--- Start of Recorded information ---
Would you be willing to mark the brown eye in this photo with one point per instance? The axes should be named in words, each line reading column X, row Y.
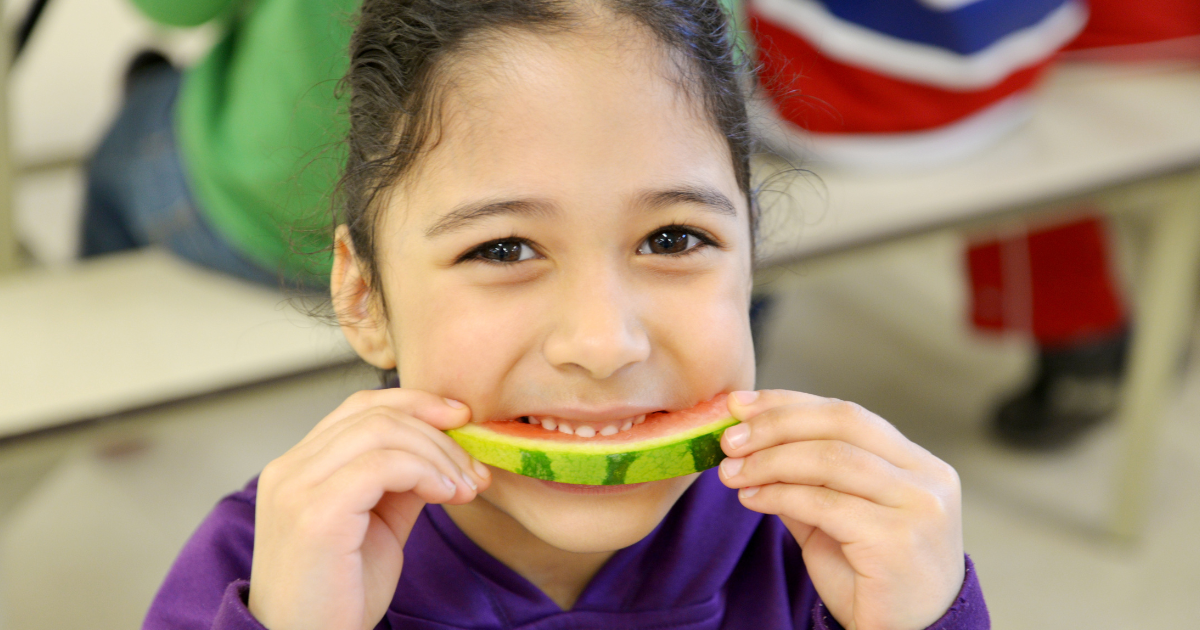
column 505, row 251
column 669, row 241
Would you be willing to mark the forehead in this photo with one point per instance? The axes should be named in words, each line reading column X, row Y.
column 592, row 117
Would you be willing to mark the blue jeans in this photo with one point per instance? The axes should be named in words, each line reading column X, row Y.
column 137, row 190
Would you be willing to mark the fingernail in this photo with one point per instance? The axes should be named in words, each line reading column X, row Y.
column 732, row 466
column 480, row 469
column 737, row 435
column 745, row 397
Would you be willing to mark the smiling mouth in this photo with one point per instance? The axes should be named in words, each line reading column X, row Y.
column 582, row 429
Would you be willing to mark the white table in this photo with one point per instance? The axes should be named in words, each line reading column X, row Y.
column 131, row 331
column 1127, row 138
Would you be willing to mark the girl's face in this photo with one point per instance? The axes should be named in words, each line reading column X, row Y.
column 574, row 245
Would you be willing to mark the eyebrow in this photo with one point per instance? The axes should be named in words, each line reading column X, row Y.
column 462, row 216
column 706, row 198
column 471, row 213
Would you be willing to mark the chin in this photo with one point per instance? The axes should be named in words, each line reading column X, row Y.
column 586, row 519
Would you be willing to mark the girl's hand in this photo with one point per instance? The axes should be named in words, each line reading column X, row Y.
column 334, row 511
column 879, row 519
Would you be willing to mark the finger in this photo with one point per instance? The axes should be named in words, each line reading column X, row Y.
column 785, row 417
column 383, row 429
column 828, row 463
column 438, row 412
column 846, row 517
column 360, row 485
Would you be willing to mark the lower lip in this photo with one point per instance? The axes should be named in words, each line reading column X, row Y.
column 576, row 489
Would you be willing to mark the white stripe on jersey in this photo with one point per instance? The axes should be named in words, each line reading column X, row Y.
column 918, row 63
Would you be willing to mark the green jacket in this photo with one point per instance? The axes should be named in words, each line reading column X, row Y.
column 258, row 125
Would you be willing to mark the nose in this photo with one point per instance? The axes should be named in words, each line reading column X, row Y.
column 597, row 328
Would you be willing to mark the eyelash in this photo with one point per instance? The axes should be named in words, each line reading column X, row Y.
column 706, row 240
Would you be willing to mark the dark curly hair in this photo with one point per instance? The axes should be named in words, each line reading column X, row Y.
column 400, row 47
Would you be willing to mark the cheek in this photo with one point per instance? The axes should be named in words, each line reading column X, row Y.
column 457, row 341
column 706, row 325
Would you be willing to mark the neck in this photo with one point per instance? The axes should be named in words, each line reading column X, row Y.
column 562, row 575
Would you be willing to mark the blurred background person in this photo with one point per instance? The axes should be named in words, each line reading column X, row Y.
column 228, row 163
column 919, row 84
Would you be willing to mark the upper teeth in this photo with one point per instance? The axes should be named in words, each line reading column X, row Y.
--- End of Recorded information ---
--- Start of Recorded information ---
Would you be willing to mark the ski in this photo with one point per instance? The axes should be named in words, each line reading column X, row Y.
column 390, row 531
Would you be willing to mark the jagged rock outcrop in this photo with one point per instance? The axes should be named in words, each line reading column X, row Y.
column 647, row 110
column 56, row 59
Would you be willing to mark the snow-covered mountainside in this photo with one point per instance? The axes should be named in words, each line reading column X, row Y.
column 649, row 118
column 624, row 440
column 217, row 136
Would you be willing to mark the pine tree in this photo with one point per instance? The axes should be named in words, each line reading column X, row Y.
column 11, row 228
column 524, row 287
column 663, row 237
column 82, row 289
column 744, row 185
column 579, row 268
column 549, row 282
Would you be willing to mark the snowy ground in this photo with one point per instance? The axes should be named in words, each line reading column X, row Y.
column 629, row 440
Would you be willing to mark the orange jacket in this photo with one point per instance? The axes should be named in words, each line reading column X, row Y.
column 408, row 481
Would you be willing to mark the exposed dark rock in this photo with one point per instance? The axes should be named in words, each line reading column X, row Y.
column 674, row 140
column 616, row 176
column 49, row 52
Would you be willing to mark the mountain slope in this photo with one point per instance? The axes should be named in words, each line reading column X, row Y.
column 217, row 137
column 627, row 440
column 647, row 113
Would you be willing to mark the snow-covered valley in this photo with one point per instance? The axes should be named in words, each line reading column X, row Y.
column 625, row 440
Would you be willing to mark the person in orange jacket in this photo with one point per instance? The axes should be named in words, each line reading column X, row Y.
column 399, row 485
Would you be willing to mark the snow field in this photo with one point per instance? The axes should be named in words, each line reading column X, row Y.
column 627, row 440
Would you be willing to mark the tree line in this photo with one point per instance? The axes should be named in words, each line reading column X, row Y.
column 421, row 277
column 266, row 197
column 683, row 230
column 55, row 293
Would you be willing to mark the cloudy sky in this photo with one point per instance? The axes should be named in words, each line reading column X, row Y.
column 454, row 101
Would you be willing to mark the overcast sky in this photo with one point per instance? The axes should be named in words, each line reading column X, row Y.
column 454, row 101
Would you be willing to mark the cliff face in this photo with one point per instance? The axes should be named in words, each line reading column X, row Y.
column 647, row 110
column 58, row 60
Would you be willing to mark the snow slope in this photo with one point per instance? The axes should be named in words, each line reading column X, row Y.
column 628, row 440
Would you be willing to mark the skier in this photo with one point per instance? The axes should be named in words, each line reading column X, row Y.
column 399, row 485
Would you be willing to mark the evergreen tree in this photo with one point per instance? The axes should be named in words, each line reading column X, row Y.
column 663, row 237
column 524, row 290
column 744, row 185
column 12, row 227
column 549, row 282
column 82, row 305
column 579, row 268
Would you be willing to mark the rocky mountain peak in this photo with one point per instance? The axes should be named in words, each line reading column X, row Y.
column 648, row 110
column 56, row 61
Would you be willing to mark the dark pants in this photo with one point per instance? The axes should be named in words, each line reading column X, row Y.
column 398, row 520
--- End of Recorded information ---
Exercise requirements:
Reproduce the data above, everything from the line containing "Would you be willing to mark the brown" down to the line containing "column 586, row 519", both ends included. Leave the pictures out of your output.

Expected answer:
Would you be willing to mark the brown eye in this photo with one point per instance? The axes should be named in words, each line reading column X, row Y.
column 505, row 251
column 669, row 241
Would you be willing to mark the forehead in this photo with one point per instance? The axes should be named in words, each line reading column X, row Y.
column 592, row 117
Would you be willing to mark the blue jeans in this photo with one point per instance? The axes should be named in words, each line reading column X, row Y.
column 137, row 190
Would you be willing to mark the fingernail in this photo with one point per instance? The axes should be named in words, each line reading column X, row Y.
column 732, row 466
column 480, row 469
column 737, row 435
column 745, row 397
Would you be willing to mark the smiling mouth in this photo with one point per instance? The axes should be named in words, each line reading column X, row Y.
column 582, row 429
Would you be willing to mark the white table in this photo with one point per instance? The axes should be named in words, each line reading column X, row Y.
column 131, row 331
column 1127, row 138
Would you be willing to mark the girl's face in this photo with one point per instance? The axes should be named in words, each line reading column X, row Y.
column 574, row 245
Would you be willing to mark the eyebrow in this photo with one point per instance? The axes should be named in words, each line reading column X, row Y.
column 462, row 216
column 706, row 198
column 471, row 213
Would you be willing to mark the chin in this photo with one point per instance? The axes should be named in words, each line reading column X, row Y.
column 586, row 519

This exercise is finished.